───── Records provided ─────
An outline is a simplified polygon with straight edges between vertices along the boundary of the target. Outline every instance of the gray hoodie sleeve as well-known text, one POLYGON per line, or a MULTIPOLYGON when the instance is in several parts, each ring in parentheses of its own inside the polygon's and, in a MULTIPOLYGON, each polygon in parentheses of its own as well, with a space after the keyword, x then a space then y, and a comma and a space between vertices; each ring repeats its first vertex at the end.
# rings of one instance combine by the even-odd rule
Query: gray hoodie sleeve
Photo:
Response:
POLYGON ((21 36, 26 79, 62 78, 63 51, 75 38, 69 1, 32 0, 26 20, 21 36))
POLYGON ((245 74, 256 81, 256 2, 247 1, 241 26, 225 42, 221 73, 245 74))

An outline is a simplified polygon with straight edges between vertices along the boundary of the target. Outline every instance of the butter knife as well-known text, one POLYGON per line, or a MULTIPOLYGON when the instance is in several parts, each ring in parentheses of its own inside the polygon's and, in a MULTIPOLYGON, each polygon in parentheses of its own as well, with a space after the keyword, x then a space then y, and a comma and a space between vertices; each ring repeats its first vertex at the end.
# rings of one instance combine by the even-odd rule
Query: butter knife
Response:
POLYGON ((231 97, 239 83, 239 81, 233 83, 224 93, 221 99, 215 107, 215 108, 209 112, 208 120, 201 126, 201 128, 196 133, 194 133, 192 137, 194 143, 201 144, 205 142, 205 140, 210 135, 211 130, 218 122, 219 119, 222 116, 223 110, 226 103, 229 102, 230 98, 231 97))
─────
• [To be done] Please change every "straight edges" in the rows above to "straight segments", keeping all other text as it is.

• [Written reply]
An outline is a simplified polygon with straight segments between vertices along the boundary of the target. Outline every instance of the gray hoodie sleeve as well-known text, one POLYGON per line, or a MULTIPOLYGON when the instance is in several parts, each ring in parentheses of its own inside the polygon's and, in a MULTIPOLYGON, each polygon in parentheses of its own as well, with a space after the keyword, x then a space then y, and a comma and a space between vertices; each ring repeats its first vertex at the end.
# rings of one instance combine by the even-odd rule
Query: gray hoodie sleeve
Photo:
Response:
POLYGON ((21 36, 26 79, 62 78, 63 51, 75 38, 69 1, 32 0, 26 20, 21 36))
POLYGON ((245 74, 256 81, 256 2, 247 1, 241 26, 225 42, 221 73, 245 74))

An outline is a simplified polygon with straight segments between vertices along the boundary of the target. Outline every instance of the butter knife as well-known text, one POLYGON per line, or a MULTIPOLYGON when the instance is in several parts, each ring in parentheses of its own inside the polygon's and, in a MULTIPOLYGON, each polygon in parentheses of its own as well, with a space after the keyword, x then a space then y, and a comma and a space between vertices; each ring repeats its first vertex at the end.
# rings of one instance combine by the even-odd rule
Query: butter knife
Response:
POLYGON ((231 97, 239 83, 239 81, 233 83, 224 93, 221 99, 215 107, 215 108, 209 112, 208 120, 201 126, 201 128, 196 133, 194 133, 192 137, 194 143, 201 144, 205 142, 205 140, 210 135, 211 130, 218 122, 219 119, 222 116, 223 110, 226 103, 229 102, 230 98, 231 97))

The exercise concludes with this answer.